Stored items
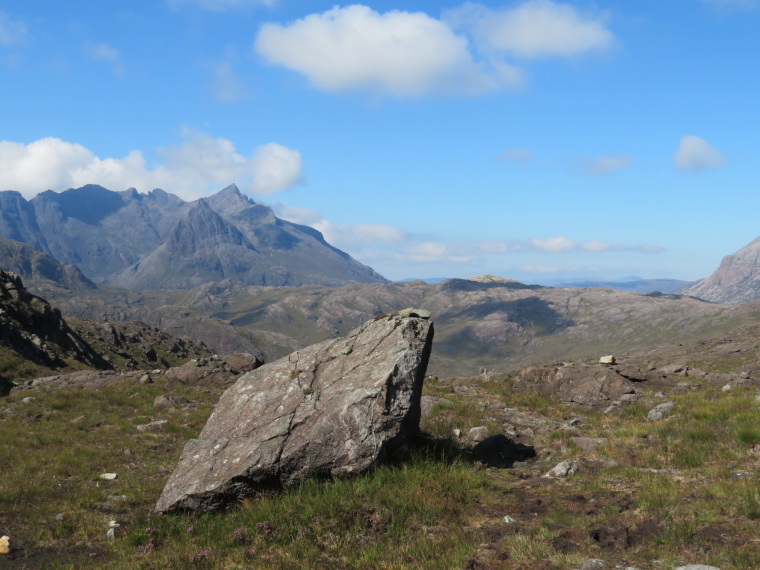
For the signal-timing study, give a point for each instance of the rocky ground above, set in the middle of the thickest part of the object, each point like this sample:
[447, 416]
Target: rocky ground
[650, 462]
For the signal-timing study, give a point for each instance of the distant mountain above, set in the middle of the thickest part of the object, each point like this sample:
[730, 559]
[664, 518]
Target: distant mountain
[159, 241]
[39, 268]
[737, 280]
[634, 285]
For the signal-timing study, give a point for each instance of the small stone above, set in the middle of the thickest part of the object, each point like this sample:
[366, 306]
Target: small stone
[563, 469]
[478, 433]
[158, 424]
[660, 411]
[163, 401]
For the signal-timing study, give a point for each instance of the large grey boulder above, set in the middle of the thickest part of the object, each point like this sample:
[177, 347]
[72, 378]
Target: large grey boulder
[336, 408]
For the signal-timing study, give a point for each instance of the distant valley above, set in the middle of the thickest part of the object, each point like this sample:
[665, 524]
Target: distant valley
[225, 271]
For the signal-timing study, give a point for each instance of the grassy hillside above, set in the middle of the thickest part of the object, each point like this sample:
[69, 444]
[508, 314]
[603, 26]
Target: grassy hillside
[651, 494]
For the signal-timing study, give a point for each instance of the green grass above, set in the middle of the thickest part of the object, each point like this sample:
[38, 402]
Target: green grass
[437, 510]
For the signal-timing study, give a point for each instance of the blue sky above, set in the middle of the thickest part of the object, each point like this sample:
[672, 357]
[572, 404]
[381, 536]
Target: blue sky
[536, 139]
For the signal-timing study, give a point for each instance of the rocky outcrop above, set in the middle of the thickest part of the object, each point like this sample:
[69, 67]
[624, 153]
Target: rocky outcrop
[590, 386]
[39, 269]
[35, 331]
[219, 371]
[332, 409]
[737, 280]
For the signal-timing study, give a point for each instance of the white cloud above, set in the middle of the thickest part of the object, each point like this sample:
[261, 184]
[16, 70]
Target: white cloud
[539, 269]
[695, 154]
[227, 85]
[274, 168]
[536, 28]
[397, 53]
[221, 5]
[515, 154]
[11, 31]
[562, 244]
[190, 169]
[104, 52]
[554, 244]
[733, 5]
[601, 165]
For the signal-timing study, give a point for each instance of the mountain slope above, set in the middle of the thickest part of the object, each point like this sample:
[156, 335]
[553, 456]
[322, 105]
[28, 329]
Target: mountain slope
[39, 268]
[201, 248]
[34, 336]
[499, 326]
[157, 240]
[737, 280]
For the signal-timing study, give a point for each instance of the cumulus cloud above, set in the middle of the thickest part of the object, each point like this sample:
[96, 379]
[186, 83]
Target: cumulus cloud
[536, 28]
[227, 85]
[191, 169]
[733, 5]
[601, 165]
[561, 244]
[521, 155]
[554, 244]
[397, 53]
[695, 154]
[384, 244]
[221, 5]
[539, 269]
[11, 30]
[411, 54]
[104, 52]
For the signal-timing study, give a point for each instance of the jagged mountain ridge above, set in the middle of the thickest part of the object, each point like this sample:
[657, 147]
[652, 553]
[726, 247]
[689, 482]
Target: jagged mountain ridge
[737, 280]
[159, 241]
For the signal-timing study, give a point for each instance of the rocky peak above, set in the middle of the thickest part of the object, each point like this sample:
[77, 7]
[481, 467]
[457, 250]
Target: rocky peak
[203, 228]
[229, 201]
[737, 280]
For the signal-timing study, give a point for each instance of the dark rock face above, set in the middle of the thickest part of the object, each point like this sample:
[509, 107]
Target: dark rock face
[737, 280]
[34, 330]
[332, 409]
[33, 265]
[590, 386]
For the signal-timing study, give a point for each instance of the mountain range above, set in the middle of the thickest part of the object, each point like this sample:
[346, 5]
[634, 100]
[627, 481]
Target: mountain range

* **What you need to do**: Copy out all the data exactly; skip the pictures.

* **Solved problem**:
For the signal-timing study, give a point for each instance of the rocky ground above, set in the middle of the thickest part of the object, each point like this sample:
[447, 416]
Target: rocky ground
[650, 462]
For the signal-timing study, give a point for each instance of the distant mountain above, set in the middle of the thickest part of the object, each point like this sample:
[730, 559]
[664, 518]
Target: distant mountain
[159, 241]
[39, 268]
[737, 280]
[634, 285]
For the signal-timing study, give a point for each instance of the small stone above, set in the middle of the thickest part of the object, each point like this sample:
[366, 306]
Target: small stone
[563, 469]
[478, 433]
[158, 424]
[660, 411]
[163, 401]
For the signal-timing study, give a point for each instance of the large grey boulder above, set in the middle of the thickest part of the object, each point like this sample:
[177, 347]
[72, 378]
Target: large grey boulder
[336, 408]
For the signal-timing study, give a point for each instance of the distant valley above, set in the middle of the thickest part of the object, each point like this sample:
[665, 524]
Target: distant valley
[225, 271]
For the signal-timing study, give a point for each instance of the grassy hillside above, set in the middle of the thickest part of the object, each point like this sample:
[69, 444]
[508, 314]
[603, 26]
Target: grassy hillside
[651, 494]
For the signal-timing study, give a point for each instance of the green grass above, set in the middle of the thickest part of the object, each point like this sample:
[38, 402]
Target: green grass
[437, 510]
For the signal-timing study, give a point for each instance of the blue sky above, set in the middle of the thickest part of the object, each point like this sample:
[672, 357]
[572, 404]
[381, 536]
Target: blue sky
[536, 139]
For the signal-timing study, give a point for each instance of the rocky outcrop above, set in the middle of the thickest part of the object, each point like this sample:
[69, 67]
[624, 153]
Target: rocky outcrop
[590, 386]
[39, 269]
[35, 331]
[219, 371]
[332, 409]
[737, 280]
For the signal-timing study, give a point for each instance of the white cloud above, set in the middle of the thickest part of the object, each point like this sample:
[261, 184]
[16, 70]
Target: white cloud
[539, 269]
[695, 154]
[227, 85]
[274, 168]
[536, 28]
[397, 53]
[221, 5]
[515, 154]
[11, 31]
[562, 244]
[190, 169]
[104, 52]
[554, 244]
[733, 5]
[601, 165]
For the signal-timing study, give a point for each instance of the mountain slope above, set in the middle of the thickest part of the object, each point like this sample:
[156, 335]
[553, 456]
[322, 105]
[28, 329]
Target: mountain slope
[39, 268]
[201, 248]
[34, 336]
[499, 326]
[157, 240]
[737, 280]
For the signal-timing study, give a point for each instance of the cumulus cloud above, set in the middle of the thickest part of the object, each point like this sample:
[96, 379]
[186, 83]
Target: cumulus cloud
[536, 28]
[227, 85]
[191, 169]
[733, 5]
[601, 165]
[561, 244]
[521, 155]
[554, 244]
[397, 53]
[695, 154]
[384, 244]
[221, 5]
[539, 269]
[11, 30]
[411, 54]
[104, 52]
For the signal-timing study, give a point for each instance of the jagged mountain ridge above, set in the middle of the thickest part of the object, each point like this sample:
[657, 147]
[652, 553]
[726, 247]
[689, 482]
Target: jagged mountain ridge
[737, 280]
[159, 241]
For the signal-timing study, give a point for each instance of the rocky peak above, set in the middle of the thickest part of the object, each point like this sample:
[77, 7]
[481, 467]
[457, 250]
Target: rocky peak
[203, 228]
[229, 201]
[737, 280]
For the signal-timing study, give a point for each instance of the dark rock face above, set in the middle of the thickest part of the object, each point like this sample:
[509, 107]
Target: dark rock face
[737, 280]
[34, 330]
[332, 409]
[33, 265]
[590, 386]
For the signal-timing study, give a point for each instance of the mountain range above, set in the middle of the thickest part of the object, each point like this sample:
[346, 5]
[634, 100]
[627, 481]
Target: mountain range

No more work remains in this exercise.